QUESTIONS ON THE MATERIAL:
**A)** In the Arthur Hobson Quinn biography below, turn the paragraph that begins "During the 1890s, Quinn began studying" into a short list that keeps its main facts.
**B)** Answer these from the Arthur Hobson Quinn biography below:
(i) Whom did Quinn succeed as Dean of the college at Penn in September 1912?
(ii) Which club at Penn did Quinn belong to?
(iii) Through which company did Quinn publish Pennsylvania Stories?
**C)** Go on with the Arthur Hobson Quinn biography below, picking up after its final sentence.

TEXT BLOCK:
== Segment start ==
Arthur Hobson Quinn (February 9, 1875 – October 16, 1960) was an American academic who specialized in American literature.

Born in Philadelphia, he studied at the University of Pennsylvania and worked there for sixty years until his retirement in 1954. He published several academic works on American literature and theatre.

==Early life and education==
Arthur Hobson Quinn was born in Philadelphia on February 9, 1875. He had at least one brother.

During the 1890s, Quinn began studying at the University of Pennsylvania (also known as Penn). In January 1893, he was elected to join the editorial board of the Red and Blue school journal. Quinn graduated the following year and was awarded membership of the Phi Beta Kappa honor society. In 1897, Quinn began a year of study at the Ludwig-Maximilians-Universität München in Germany.

He received a doctorate from Penn in 1899.

==Academic career==
After graduating in 1894, Quinn began teaching at Penn as an instructor in mathematics. The following year he became an instructor in English.

In 1904, he was appointed assistant professor of English at Penn. From 1904 to 1907, he was the founding director of the Penn Summer School. He became a full professor in 1908.

In September 1912, Quinn succeeded George H. Fisher as Dean of the college at Penn. He stayed in the position until 1922.

In 1939, he was appointed Welsh Professor of History and English. He was named professor emeritus in 1945 and retired nine years later in 1954.

==Group memberships==
Quinn was a member of the Franklin Inn Club, the Lenni-Lenape Club at Penn, the American Philosophical Society and Beta Theta Pi.

==Writing career==
As early as June 1894, Quinn was writing and performing poetry in front of groups: he recited a poem at his graduation ceremony that month and at a reunion the following February. In 1899, Quinn published a book of short stories called Pennsylvania Stories through the Penn Publishing Company. The work was illustrated by Frederick Foster Lincoln, a student at the University of Pennsylvania.
== Segment end ==
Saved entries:
== Segment start ==
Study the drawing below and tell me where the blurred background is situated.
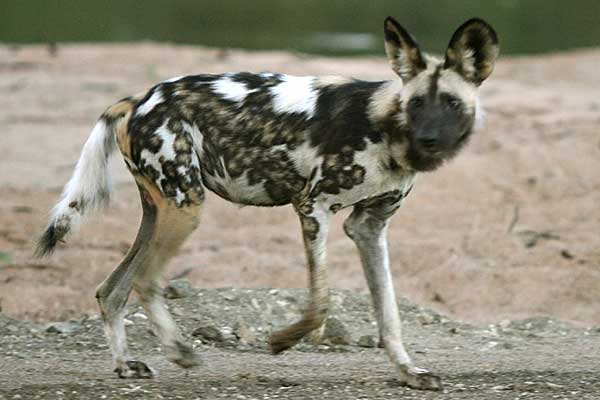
[0,0,600,55]
[0,0,600,326]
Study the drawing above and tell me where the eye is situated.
[446,96,462,110]
[408,96,425,108]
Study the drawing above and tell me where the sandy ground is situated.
[0,44,600,325]
[0,289,600,400]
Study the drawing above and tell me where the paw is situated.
[167,342,202,369]
[269,334,297,354]
[400,367,443,390]
[115,360,156,379]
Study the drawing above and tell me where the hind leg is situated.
[96,185,156,378]
[269,204,330,354]
[133,180,201,368]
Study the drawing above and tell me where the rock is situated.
[417,313,435,326]
[323,317,352,345]
[46,321,81,335]
[492,385,515,392]
[164,279,194,299]
[233,321,256,345]
[356,335,377,349]
[192,325,224,342]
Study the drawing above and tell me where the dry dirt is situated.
[0,43,600,399]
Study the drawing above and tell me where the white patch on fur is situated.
[164,75,185,83]
[367,79,403,121]
[212,77,256,102]
[270,75,318,118]
[475,97,485,129]
[135,89,165,116]
[51,119,116,228]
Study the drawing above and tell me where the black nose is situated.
[419,137,437,150]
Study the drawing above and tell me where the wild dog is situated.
[37,17,498,389]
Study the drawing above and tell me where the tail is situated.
[34,98,135,257]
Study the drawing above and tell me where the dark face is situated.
[404,74,474,171]
[384,17,499,171]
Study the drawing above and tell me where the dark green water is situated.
[0,0,600,55]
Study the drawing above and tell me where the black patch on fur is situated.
[33,225,69,258]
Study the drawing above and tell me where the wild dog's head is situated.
[384,17,499,171]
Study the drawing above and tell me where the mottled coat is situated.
[38,18,498,389]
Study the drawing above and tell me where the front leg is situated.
[344,192,442,390]
[269,202,330,354]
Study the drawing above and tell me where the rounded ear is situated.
[383,17,427,82]
[444,18,500,86]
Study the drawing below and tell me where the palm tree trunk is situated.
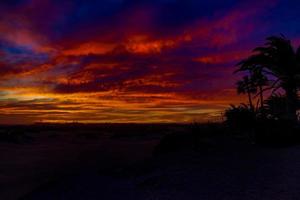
[259,85,264,110]
[247,91,254,111]
[285,88,297,122]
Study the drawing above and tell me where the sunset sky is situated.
[0,0,300,124]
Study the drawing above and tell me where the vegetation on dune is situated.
[235,35,300,122]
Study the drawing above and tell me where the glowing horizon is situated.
[0,0,300,124]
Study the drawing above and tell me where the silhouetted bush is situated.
[154,123,228,155]
[254,119,300,147]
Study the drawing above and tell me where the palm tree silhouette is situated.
[250,68,268,111]
[236,76,257,110]
[238,35,300,121]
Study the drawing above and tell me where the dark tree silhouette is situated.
[236,76,257,110]
[238,35,300,121]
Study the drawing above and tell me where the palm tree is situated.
[250,68,268,111]
[236,76,257,110]
[238,35,300,121]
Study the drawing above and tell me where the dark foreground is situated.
[0,125,300,200]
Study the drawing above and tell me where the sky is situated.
[0,0,300,124]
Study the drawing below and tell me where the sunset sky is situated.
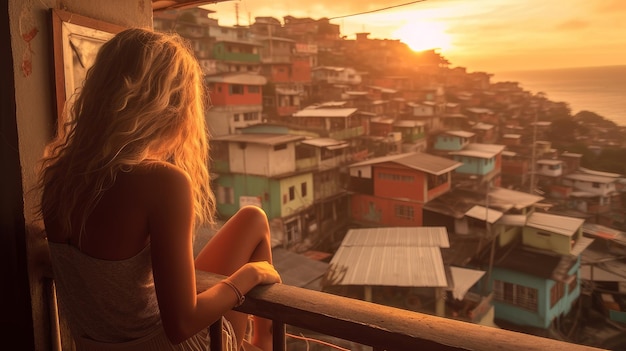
[205,0,626,72]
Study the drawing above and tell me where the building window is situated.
[493,280,538,312]
[274,144,287,151]
[550,282,565,307]
[289,186,296,201]
[300,182,307,197]
[228,84,243,95]
[243,112,259,122]
[285,220,302,243]
[394,205,415,221]
[567,275,578,294]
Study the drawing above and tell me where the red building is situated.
[349,152,461,227]
[205,73,267,136]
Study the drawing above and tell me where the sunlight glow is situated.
[392,21,452,51]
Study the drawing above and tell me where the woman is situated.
[39,29,280,350]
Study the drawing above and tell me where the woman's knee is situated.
[236,205,269,236]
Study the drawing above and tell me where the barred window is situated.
[493,280,538,312]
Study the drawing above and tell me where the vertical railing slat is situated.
[209,318,222,350]
[272,320,287,351]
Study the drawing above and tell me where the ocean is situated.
[491,65,626,127]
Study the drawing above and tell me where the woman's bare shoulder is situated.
[118,162,191,200]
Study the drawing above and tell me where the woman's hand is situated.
[246,261,282,285]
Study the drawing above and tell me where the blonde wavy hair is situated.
[39,28,215,236]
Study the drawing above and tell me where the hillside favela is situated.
[147,8,626,350]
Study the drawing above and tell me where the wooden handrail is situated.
[196,271,599,351]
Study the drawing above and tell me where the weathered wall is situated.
[9,0,152,350]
== Segment end ==
TASK ANSWERS:
**A)**
- Began studying at the University of Pennsylvania (Penn) in the 1890s
- Elected to the editorial board of the Red and Blue school journal in January 1893
- Graduated the following year and became a member of the Phi Beta Kappa honor society
- Started a year of study at the Ludwig-Maximilians-Universität München in Germany in 1897

**B)**
(i) George H. Fisher
(ii) The Lenni-Lenape Club
(iii) The Penn Publishing Company

**C)**
In 1927, he wrote a two volume work titled History of the American Dramas.

In 1941, Quinn published the work Edgar Allan Poe: A Critical Biography with Appleton-Century Company. In his American Literature review, James Southall Wilson described it as "the best of the lives of Poe". Similar views were offered by Hardin Craig, who wrote that "he has brought into the field of Poe biography excellent talent and sound scholarship and has devoted them to the purification of the record".

In 1951, he edited a collection called The Literature of the American People. He was honored the following year by the Athenaeum of Philadelphia for the work.

==Personal life==
Quinn was married to Helen McKee. Their son James H. Quinn was principal of Episcopal Academy in Newtown Square, Pennsylvania. Their daughter Kathleen C. Quinn was director of drama at the University of Pennsylvania. Their other children include a son named Arthur H. Quinn Jr. and two more daughters.

In 1960, Quinn lived in Bala Cynwyd, Pennsylvania. He died at Lankenau Hospital in Wynnewood on October 16, 1960.

==Awards and honors==
- Honorary Doctor of Letters from Saint Joseph's University (1918)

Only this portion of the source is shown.